## Work order
Report only the number of lines that contain the string "surface" in the records below.

:: Data listing ::

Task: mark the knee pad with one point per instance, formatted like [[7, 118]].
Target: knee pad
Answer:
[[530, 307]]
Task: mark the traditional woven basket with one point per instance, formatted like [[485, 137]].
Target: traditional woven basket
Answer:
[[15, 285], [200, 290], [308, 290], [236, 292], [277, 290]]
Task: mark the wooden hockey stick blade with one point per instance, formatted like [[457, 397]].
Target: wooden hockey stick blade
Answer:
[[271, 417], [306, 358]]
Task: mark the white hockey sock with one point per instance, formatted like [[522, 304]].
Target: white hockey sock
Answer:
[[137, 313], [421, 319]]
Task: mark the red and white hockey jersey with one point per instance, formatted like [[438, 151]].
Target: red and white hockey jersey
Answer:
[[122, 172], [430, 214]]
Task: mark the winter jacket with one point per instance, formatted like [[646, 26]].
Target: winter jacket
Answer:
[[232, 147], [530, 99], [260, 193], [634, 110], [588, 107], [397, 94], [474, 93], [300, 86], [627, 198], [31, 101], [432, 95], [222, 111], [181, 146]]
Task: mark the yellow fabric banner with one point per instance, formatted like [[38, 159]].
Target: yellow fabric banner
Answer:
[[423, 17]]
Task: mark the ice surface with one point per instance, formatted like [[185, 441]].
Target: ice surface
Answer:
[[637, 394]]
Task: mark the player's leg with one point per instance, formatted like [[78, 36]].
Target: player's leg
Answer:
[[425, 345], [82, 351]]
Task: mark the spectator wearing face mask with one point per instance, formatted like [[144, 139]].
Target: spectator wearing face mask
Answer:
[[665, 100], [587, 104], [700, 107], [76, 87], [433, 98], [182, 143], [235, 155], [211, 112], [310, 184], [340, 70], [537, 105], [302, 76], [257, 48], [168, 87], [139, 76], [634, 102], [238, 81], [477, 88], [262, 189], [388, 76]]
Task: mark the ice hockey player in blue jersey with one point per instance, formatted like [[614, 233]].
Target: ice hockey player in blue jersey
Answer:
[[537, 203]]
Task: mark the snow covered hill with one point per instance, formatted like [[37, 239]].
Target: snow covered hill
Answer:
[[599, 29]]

:::

## Task result
2